## What the task requires
Can you copy the records below character for character, changing nothing?

## Location annotation dataset excerpts
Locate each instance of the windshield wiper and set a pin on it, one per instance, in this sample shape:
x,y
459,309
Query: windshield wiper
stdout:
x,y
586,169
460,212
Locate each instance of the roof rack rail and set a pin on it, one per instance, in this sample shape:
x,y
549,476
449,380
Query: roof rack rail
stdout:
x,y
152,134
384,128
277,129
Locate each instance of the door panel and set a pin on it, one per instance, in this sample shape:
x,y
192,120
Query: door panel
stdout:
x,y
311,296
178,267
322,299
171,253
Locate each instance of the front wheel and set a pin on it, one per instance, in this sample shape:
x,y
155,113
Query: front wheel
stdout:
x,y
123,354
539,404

## Response to this task
Locate each instance of the windshield wiper and set a pin on it, one per instance, in this sample shape:
x,y
459,309
Query: windshield wiper
stdout:
x,y
586,169
460,212
Locate each instance of the roof rack rail and set a pin on it, one per instance, in this sample shape:
x,y
549,476
449,380
Query: roof rack rail
stdout:
x,y
152,134
384,128
277,129
Locate each instance of the door panel and set a pin on it, one per instance, in this sample shape:
x,y
192,120
Query: door panel
stdout:
x,y
311,296
178,267
322,299
171,253
Locate each instance of the front wheel and set a pin on it, one per instance, in this sample shape:
x,y
155,113
Query: front wheel
stdout:
x,y
123,354
539,404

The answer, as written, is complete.